-- Start GIVEN ENTRIES --

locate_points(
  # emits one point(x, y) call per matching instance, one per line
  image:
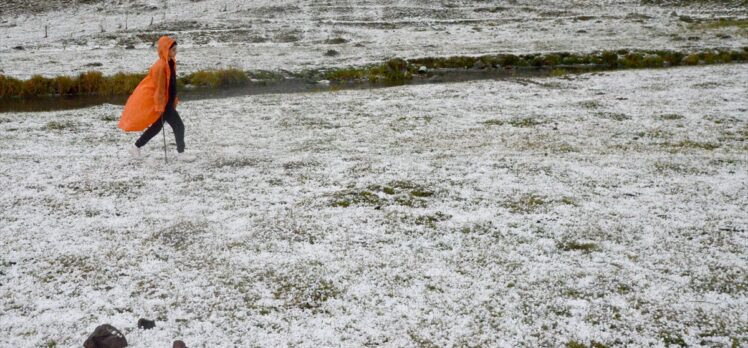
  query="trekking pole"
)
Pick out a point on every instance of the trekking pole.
point(163, 131)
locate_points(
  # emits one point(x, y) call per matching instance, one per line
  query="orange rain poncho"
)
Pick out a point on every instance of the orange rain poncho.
point(148, 101)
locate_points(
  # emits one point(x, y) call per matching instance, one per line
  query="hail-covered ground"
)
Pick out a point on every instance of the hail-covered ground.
point(607, 207)
point(72, 36)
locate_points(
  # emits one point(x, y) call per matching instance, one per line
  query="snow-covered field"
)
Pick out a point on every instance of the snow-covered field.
point(525, 212)
point(295, 35)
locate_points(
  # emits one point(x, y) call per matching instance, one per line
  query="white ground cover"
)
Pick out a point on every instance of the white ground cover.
point(607, 207)
point(295, 35)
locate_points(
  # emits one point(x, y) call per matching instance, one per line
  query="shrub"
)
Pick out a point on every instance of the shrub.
point(691, 59)
point(91, 82)
point(37, 85)
point(231, 77)
point(610, 59)
point(652, 61)
point(64, 85)
point(10, 87)
point(203, 79)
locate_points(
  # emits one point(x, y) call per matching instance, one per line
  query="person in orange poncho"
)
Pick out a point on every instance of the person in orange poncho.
point(154, 100)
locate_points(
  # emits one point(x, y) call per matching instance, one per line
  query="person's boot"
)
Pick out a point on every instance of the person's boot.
point(135, 152)
point(185, 157)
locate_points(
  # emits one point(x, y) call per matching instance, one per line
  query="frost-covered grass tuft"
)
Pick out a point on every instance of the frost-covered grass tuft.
point(499, 213)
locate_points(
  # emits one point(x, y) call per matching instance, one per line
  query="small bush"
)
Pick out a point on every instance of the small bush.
point(91, 82)
point(232, 77)
point(37, 86)
point(610, 59)
point(558, 72)
point(203, 79)
point(65, 85)
point(10, 87)
point(691, 59)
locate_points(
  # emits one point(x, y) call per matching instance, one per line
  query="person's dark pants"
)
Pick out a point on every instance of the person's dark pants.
point(172, 118)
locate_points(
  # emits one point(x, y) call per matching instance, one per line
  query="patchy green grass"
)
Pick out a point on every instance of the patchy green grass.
point(615, 116)
point(584, 247)
point(347, 198)
point(61, 125)
point(590, 104)
point(722, 23)
point(431, 220)
point(670, 117)
point(690, 144)
point(494, 122)
point(526, 204)
point(523, 122)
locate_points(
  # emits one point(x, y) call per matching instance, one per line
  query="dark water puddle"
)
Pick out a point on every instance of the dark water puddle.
point(291, 85)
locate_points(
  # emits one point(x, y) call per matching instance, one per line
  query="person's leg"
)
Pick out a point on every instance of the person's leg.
point(176, 124)
point(149, 133)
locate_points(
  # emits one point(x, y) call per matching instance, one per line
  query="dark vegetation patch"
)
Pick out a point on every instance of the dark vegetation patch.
point(577, 344)
point(676, 3)
point(690, 144)
point(670, 117)
point(403, 193)
point(60, 125)
point(520, 122)
point(584, 247)
point(394, 71)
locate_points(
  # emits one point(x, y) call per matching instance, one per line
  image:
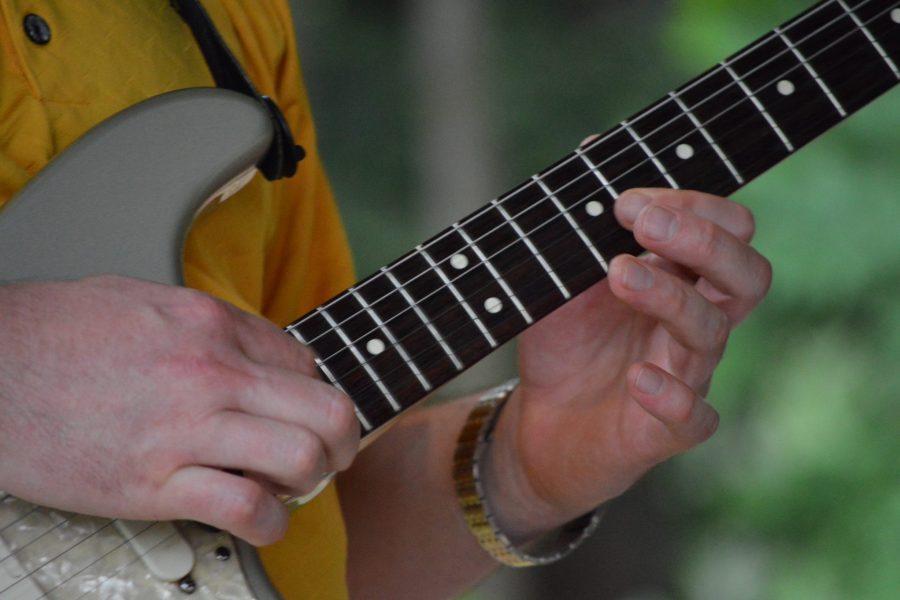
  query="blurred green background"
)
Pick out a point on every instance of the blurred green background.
point(428, 108)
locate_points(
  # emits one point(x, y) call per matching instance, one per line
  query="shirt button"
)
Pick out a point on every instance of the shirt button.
point(37, 29)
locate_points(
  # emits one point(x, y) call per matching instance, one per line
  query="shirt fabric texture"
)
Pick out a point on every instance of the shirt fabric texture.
point(275, 249)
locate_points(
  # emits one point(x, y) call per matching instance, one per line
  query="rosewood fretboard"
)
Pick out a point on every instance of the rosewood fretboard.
point(432, 313)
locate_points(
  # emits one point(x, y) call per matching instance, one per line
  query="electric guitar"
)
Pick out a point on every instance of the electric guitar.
point(121, 198)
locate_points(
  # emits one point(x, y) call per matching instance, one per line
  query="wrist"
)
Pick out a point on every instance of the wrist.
point(519, 510)
point(506, 546)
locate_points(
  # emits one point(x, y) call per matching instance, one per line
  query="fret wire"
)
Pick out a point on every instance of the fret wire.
point(611, 231)
point(320, 363)
point(397, 345)
point(434, 332)
point(614, 229)
point(596, 171)
point(448, 284)
point(494, 273)
point(675, 142)
point(362, 360)
point(650, 155)
point(862, 27)
point(759, 106)
point(689, 86)
point(713, 144)
point(590, 195)
point(530, 245)
point(496, 204)
point(812, 71)
point(571, 220)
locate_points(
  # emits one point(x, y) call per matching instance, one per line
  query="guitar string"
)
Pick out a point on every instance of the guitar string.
point(138, 556)
point(614, 230)
point(562, 213)
point(65, 520)
point(713, 71)
point(659, 177)
point(605, 137)
point(55, 558)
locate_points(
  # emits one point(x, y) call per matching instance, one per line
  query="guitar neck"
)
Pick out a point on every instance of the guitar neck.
point(415, 324)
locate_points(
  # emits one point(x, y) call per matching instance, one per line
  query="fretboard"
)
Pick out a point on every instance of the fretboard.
point(415, 324)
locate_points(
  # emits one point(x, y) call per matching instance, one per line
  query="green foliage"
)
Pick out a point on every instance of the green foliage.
point(803, 480)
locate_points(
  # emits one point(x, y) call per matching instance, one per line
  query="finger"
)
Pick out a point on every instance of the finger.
point(731, 216)
point(290, 456)
point(267, 344)
point(728, 263)
point(694, 322)
point(226, 501)
point(687, 417)
point(298, 400)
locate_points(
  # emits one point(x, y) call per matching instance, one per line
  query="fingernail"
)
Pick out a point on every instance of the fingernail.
point(630, 204)
point(660, 224)
point(649, 381)
point(637, 277)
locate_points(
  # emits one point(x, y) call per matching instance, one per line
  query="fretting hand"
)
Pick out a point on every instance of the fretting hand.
point(614, 382)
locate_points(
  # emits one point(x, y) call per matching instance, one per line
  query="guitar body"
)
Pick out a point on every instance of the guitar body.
point(120, 200)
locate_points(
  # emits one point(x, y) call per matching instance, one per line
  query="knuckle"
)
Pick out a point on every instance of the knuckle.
point(203, 310)
point(306, 458)
point(683, 410)
point(745, 222)
point(707, 242)
point(305, 360)
point(720, 331)
point(764, 279)
point(241, 506)
point(340, 418)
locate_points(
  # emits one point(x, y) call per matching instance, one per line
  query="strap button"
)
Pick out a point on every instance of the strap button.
point(37, 29)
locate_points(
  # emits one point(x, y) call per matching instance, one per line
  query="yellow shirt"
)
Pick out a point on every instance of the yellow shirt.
point(274, 249)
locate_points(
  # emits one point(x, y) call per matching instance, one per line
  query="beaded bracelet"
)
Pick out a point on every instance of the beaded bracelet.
point(473, 442)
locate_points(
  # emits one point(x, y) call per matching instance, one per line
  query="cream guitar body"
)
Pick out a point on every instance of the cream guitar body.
point(120, 200)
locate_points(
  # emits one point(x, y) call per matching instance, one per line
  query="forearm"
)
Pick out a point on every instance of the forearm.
point(407, 536)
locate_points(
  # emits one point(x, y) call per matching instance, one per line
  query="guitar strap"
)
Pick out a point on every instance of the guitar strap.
point(283, 155)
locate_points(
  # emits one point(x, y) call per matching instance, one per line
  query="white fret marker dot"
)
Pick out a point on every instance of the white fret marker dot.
point(459, 261)
point(785, 87)
point(594, 208)
point(375, 346)
point(493, 305)
point(684, 151)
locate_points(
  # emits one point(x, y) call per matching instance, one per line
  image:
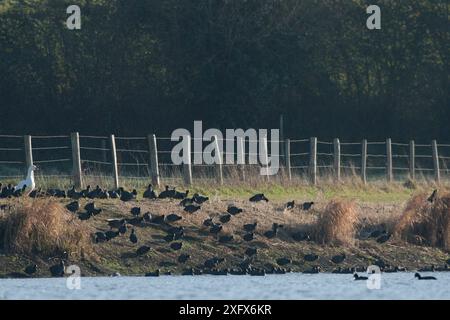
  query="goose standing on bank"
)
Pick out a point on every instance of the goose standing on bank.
point(28, 183)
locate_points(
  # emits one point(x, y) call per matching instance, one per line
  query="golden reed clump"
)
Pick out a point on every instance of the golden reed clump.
point(337, 223)
point(426, 223)
point(43, 227)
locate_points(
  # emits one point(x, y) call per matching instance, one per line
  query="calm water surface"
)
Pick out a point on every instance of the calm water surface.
point(289, 286)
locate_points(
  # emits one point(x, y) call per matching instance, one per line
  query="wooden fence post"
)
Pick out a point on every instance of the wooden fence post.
point(28, 151)
point(282, 145)
point(241, 157)
point(265, 151)
point(389, 169)
point(103, 146)
point(364, 161)
point(313, 161)
point(219, 162)
point(287, 157)
point(187, 167)
point(112, 141)
point(153, 158)
point(412, 160)
point(76, 160)
point(337, 159)
point(437, 174)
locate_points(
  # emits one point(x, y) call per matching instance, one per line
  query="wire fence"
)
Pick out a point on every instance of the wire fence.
point(80, 156)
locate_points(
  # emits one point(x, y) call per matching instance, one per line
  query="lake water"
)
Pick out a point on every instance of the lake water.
point(289, 286)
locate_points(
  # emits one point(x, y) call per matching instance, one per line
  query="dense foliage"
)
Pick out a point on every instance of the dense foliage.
point(154, 65)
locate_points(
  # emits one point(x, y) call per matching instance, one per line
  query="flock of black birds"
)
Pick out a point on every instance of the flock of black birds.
point(175, 234)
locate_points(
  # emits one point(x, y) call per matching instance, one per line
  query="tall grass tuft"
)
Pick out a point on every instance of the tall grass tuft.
point(426, 223)
point(43, 227)
point(336, 224)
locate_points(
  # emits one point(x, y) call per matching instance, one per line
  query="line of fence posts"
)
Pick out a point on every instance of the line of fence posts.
point(187, 167)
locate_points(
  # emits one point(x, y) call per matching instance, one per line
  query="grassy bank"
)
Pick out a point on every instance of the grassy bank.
point(375, 208)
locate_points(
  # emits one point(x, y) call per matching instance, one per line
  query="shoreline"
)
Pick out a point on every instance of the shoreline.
point(119, 254)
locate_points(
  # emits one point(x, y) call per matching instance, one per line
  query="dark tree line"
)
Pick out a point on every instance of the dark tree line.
point(152, 66)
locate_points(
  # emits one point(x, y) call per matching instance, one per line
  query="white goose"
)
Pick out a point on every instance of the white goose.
point(28, 182)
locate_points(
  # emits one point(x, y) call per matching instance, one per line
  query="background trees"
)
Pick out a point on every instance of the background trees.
point(143, 66)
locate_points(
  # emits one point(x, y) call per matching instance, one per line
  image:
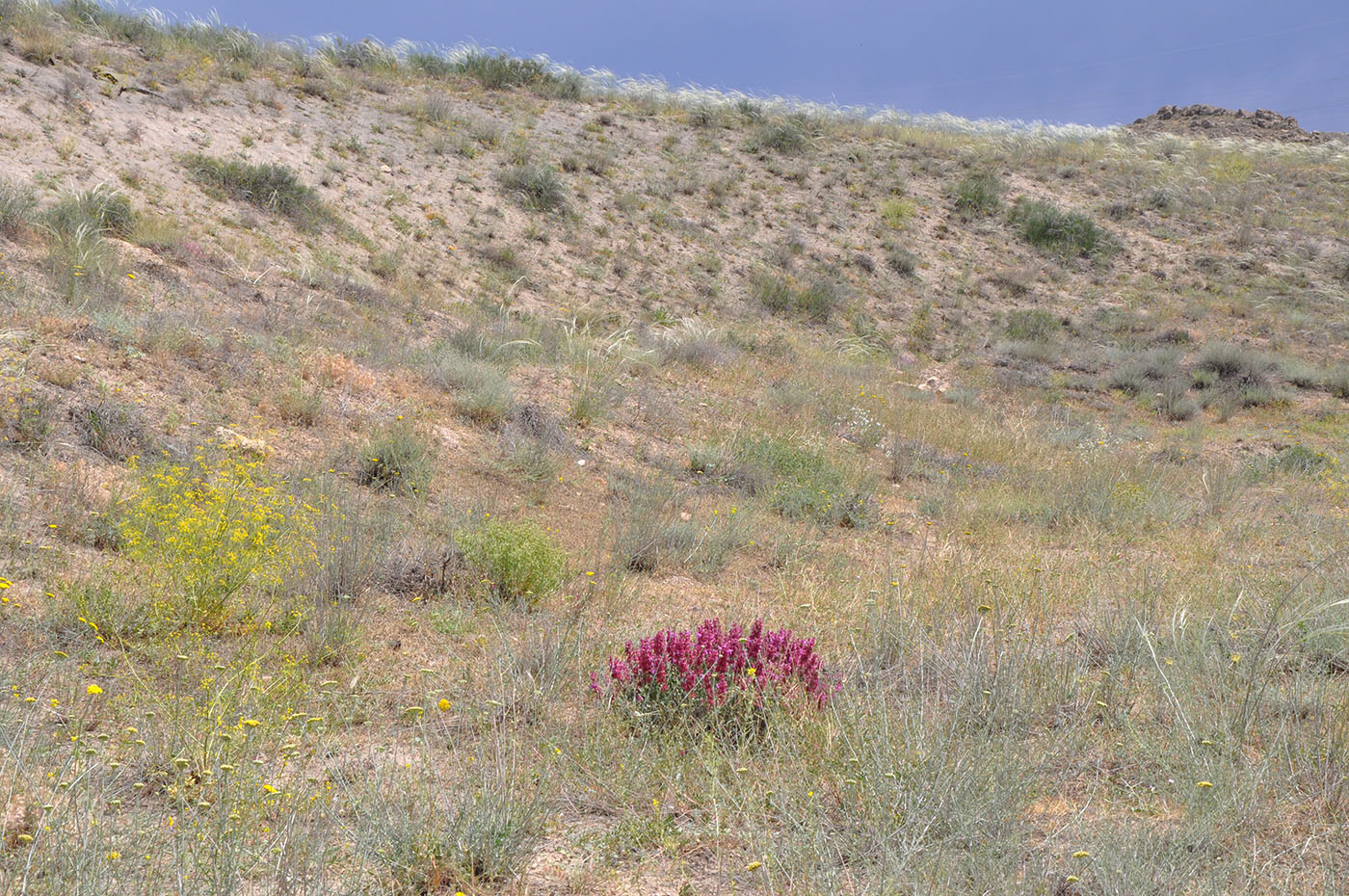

-- End GIVEN ENTRIES --

Filter the records above down to the lines that contain the string "body", and copy each of those lines.

  query="guitar body"
Pick out a point on every instance of the guitar body.
  query="cream guitar body"
Pick out a point on every instance of the cream guitar body.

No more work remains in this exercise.